Copy nothing but the text: repeat each entry exactly and drop the images.

### [Material for this task]
===============

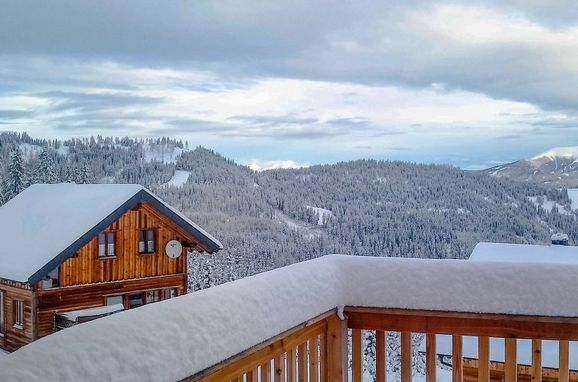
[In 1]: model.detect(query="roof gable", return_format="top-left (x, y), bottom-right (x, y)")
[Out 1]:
top-left (0, 183), bottom-right (222, 284)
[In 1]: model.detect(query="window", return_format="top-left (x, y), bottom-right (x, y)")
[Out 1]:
top-left (138, 229), bottom-right (156, 254)
top-left (0, 290), bottom-right (4, 336)
top-left (98, 232), bottom-right (115, 257)
top-left (106, 296), bottom-right (123, 306)
top-left (13, 300), bottom-right (24, 329)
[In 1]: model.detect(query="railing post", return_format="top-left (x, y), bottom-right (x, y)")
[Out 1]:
top-left (325, 314), bottom-right (347, 382)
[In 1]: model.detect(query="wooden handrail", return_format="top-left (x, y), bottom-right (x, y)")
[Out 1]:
top-left (185, 307), bottom-right (578, 382)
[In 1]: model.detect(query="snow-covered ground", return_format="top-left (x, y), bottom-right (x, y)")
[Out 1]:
top-left (0, 256), bottom-right (578, 381)
top-left (165, 170), bottom-right (191, 187)
top-left (528, 196), bottom-right (573, 215)
top-left (568, 188), bottom-right (578, 210)
top-left (142, 143), bottom-right (185, 163)
top-left (306, 206), bottom-right (333, 225)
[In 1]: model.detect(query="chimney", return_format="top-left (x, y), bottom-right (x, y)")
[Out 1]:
top-left (552, 233), bottom-right (568, 245)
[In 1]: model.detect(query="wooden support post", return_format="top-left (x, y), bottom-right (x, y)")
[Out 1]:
top-left (401, 332), bottom-right (411, 382)
top-left (351, 329), bottom-right (363, 382)
top-left (297, 342), bottom-right (307, 382)
top-left (532, 340), bottom-right (542, 382)
top-left (375, 330), bottom-right (387, 382)
top-left (478, 336), bottom-right (490, 382)
top-left (452, 336), bottom-right (464, 382)
top-left (504, 338), bottom-right (518, 382)
top-left (325, 315), bottom-right (348, 382)
top-left (425, 333), bottom-right (437, 382)
top-left (308, 336), bottom-right (319, 382)
top-left (558, 341), bottom-right (570, 382)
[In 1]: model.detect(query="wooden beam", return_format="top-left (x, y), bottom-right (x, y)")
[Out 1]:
top-left (425, 333), bottom-right (437, 382)
top-left (345, 307), bottom-right (578, 340)
top-left (478, 336), bottom-right (490, 382)
top-left (558, 341), bottom-right (570, 382)
top-left (325, 314), bottom-right (348, 382)
top-left (351, 329), bottom-right (363, 382)
top-left (375, 330), bottom-right (388, 382)
top-left (532, 340), bottom-right (542, 382)
top-left (452, 336), bottom-right (464, 382)
top-left (504, 338), bottom-right (518, 382)
top-left (401, 332), bottom-right (411, 382)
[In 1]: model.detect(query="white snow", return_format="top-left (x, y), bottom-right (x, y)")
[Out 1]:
top-left (470, 243), bottom-right (578, 265)
top-left (568, 188), bottom-right (578, 210)
top-left (61, 304), bottom-right (124, 321)
top-left (0, 183), bottom-right (221, 282)
top-left (142, 143), bottom-right (185, 163)
top-left (420, 335), bottom-right (578, 370)
top-left (18, 143), bottom-right (42, 160)
top-left (0, 256), bottom-right (578, 381)
top-left (531, 146), bottom-right (578, 160)
top-left (528, 195), bottom-right (573, 216)
top-left (305, 206), bottom-right (333, 225)
top-left (165, 170), bottom-right (191, 187)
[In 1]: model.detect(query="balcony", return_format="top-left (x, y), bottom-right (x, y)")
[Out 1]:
top-left (0, 256), bottom-right (578, 382)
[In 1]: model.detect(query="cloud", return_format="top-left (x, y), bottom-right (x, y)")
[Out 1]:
top-left (247, 159), bottom-right (309, 171)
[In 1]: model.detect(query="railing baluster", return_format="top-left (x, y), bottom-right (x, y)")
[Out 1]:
top-left (273, 355), bottom-right (285, 382)
top-left (261, 361), bottom-right (271, 382)
top-left (401, 332), bottom-right (411, 382)
top-left (558, 341), bottom-right (570, 382)
top-left (532, 339), bottom-right (542, 382)
top-left (425, 333), bottom-right (437, 382)
top-left (504, 338), bottom-right (518, 382)
top-left (297, 342), bottom-right (307, 382)
top-left (319, 334), bottom-right (327, 382)
top-left (375, 330), bottom-right (387, 382)
top-left (478, 336), bottom-right (490, 382)
top-left (351, 329), bottom-right (362, 382)
top-left (452, 336), bottom-right (464, 382)
top-left (307, 336), bottom-right (319, 382)
top-left (287, 348), bottom-right (296, 382)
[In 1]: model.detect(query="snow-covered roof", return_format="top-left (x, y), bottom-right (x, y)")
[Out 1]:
top-left (470, 243), bottom-right (578, 264)
top-left (0, 183), bottom-right (222, 283)
top-left (59, 304), bottom-right (124, 321)
top-left (0, 256), bottom-right (578, 382)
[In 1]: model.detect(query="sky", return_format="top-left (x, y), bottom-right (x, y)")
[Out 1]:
top-left (0, 0), bottom-right (578, 169)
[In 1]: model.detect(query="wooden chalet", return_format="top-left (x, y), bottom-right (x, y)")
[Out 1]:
top-left (0, 183), bottom-right (222, 351)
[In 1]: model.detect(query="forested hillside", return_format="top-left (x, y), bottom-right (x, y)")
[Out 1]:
top-left (0, 133), bottom-right (578, 289)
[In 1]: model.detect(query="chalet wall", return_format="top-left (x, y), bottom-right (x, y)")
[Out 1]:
top-left (37, 274), bottom-right (186, 337)
top-left (0, 282), bottom-right (36, 351)
top-left (59, 203), bottom-right (190, 286)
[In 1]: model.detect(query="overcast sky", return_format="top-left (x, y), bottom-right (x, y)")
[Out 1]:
top-left (0, 0), bottom-right (578, 168)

===============

### [Reply to the task]
[In 1]: model.detect(query="roof gable", return_format="top-left (x, y), bottom-right (x, y)")
[Out 1]:
top-left (0, 183), bottom-right (222, 284)
[In 1]: model.detect(query="window", return_format="top-left (x, y), bottom-right (x, y)")
[Out 1]:
top-left (138, 229), bottom-right (156, 254)
top-left (0, 290), bottom-right (4, 336)
top-left (98, 232), bottom-right (115, 257)
top-left (106, 296), bottom-right (123, 306)
top-left (13, 300), bottom-right (24, 329)
[In 1]: model.detect(query="railing post", return_format="top-left (x, y), bottom-right (x, y)")
[Out 1]:
top-left (325, 314), bottom-right (347, 382)
[In 1]: model.detect(query="wooden handrail", return_format="top-left (x, y), bottom-right (x, y)")
[Out 1]:
top-left (185, 307), bottom-right (578, 382)
[In 1]: model.detect(query="snow-covered ground", return_format="top-left (x, y), bottom-right (x, y)")
[Out 1]:
top-left (0, 256), bottom-right (578, 381)
top-left (165, 170), bottom-right (191, 187)
top-left (528, 196), bottom-right (573, 215)
top-left (568, 188), bottom-right (578, 210)
top-left (142, 143), bottom-right (185, 163)
top-left (306, 206), bottom-right (333, 225)
[In 1]: model.detect(query="chimney", return_format="top-left (x, y), bottom-right (x, y)")
[Out 1]:
top-left (552, 233), bottom-right (568, 245)
[In 1]: model.detect(query="wooden support post", return_format="top-left (x, y), bottom-right (x, y)")
[Out 1]:
top-left (401, 332), bottom-right (411, 382)
top-left (351, 329), bottom-right (363, 382)
top-left (297, 342), bottom-right (307, 382)
top-left (532, 340), bottom-right (542, 382)
top-left (375, 330), bottom-right (387, 382)
top-left (478, 336), bottom-right (490, 382)
top-left (452, 336), bottom-right (464, 382)
top-left (504, 338), bottom-right (518, 382)
top-left (325, 315), bottom-right (348, 382)
top-left (425, 333), bottom-right (437, 382)
top-left (308, 336), bottom-right (319, 382)
top-left (558, 341), bottom-right (570, 382)
[In 1]: model.detect(query="wooden beam", return_format="top-left (x, y), bottom-right (x, y)")
[Out 1]:
top-left (425, 333), bottom-right (437, 382)
top-left (345, 307), bottom-right (578, 340)
top-left (478, 336), bottom-right (490, 382)
top-left (558, 341), bottom-right (570, 382)
top-left (325, 314), bottom-right (348, 382)
top-left (351, 329), bottom-right (363, 382)
top-left (375, 330), bottom-right (388, 382)
top-left (532, 340), bottom-right (542, 382)
top-left (452, 336), bottom-right (464, 382)
top-left (504, 338), bottom-right (518, 382)
top-left (401, 332), bottom-right (411, 382)
[In 1]: model.detect(query="white snow", return_format="top-left (x, y), bottom-right (x, y)")
[Out 1]:
top-left (470, 243), bottom-right (578, 265)
top-left (568, 188), bottom-right (578, 210)
top-left (61, 304), bottom-right (124, 321)
top-left (0, 183), bottom-right (221, 282)
top-left (142, 143), bottom-right (185, 163)
top-left (420, 335), bottom-right (578, 370)
top-left (18, 143), bottom-right (42, 160)
top-left (0, 256), bottom-right (578, 381)
top-left (531, 146), bottom-right (578, 160)
top-left (528, 195), bottom-right (573, 216)
top-left (305, 206), bottom-right (333, 225)
top-left (165, 170), bottom-right (191, 187)
[In 1]: model.detect(query="balcony", return_format="top-left (x, y), bottom-right (x, y)")
[Out 1]:
top-left (0, 256), bottom-right (578, 382)
[In 1]: model.detect(query="cloud", return_format="top-left (x, y), bottom-right (x, y)")
[Out 1]:
top-left (247, 159), bottom-right (309, 171)
[In 1]: model.detect(query="railing baluster", return_format="top-left (x, y), bottom-right (x, y)")
[Out 1]:
top-left (273, 355), bottom-right (285, 382)
top-left (261, 361), bottom-right (271, 382)
top-left (401, 332), bottom-right (411, 382)
top-left (558, 341), bottom-right (570, 382)
top-left (532, 339), bottom-right (542, 382)
top-left (425, 333), bottom-right (437, 382)
top-left (504, 338), bottom-right (518, 382)
top-left (297, 342), bottom-right (307, 382)
top-left (319, 334), bottom-right (327, 382)
top-left (375, 330), bottom-right (387, 382)
top-left (478, 336), bottom-right (490, 382)
top-left (351, 329), bottom-right (362, 382)
top-left (452, 336), bottom-right (464, 382)
top-left (307, 336), bottom-right (319, 382)
top-left (287, 348), bottom-right (296, 382)
[In 1]: model.detect(query="snow-covered roof", return_format="top-left (x, y), bottom-right (x, y)")
[Out 1]:
top-left (470, 243), bottom-right (578, 264)
top-left (0, 183), bottom-right (222, 283)
top-left (59, 304), bottom-right (124, 321)
top-left (0, 256), bottom-right (578, 382)
[In 1]: model.detect(query="sky", return_format="top-left (x, y), bottom-right (x, y)")
[Out 1]:
top-left (0, 0), bottom-right (578, 169)
[In 1]: model.detect(query="wooden chalet", return_format="top-left (x, y), bottom-right (x, y)")
[Out 1]:
top-left (0, 183), bottom-right (222, 351)
[In 1]: model.detect(query="forested hillside", return_format="top-left (x, y), bottom-right (x, y)")
[Out 1]:
top-left (0, 133), bottom-right (578, 289)
[In 1]: model.detect(query="chalet wall", return_format="top-left (x, y), bottom-right (x, y)")
[Out 1]:
top-left (37, 274), bottom-right (186, 337)
top-left (0, 282), bottom-right (36, 351)
top-left (59, 203), bottom-right (190, 286)
[In 1]: model.detect(query="overcast sky", return_format="top-left (x, y), bottom-right (x, y)")
[Out 1]:
top-left (0, 0), bottom-right (578, 168)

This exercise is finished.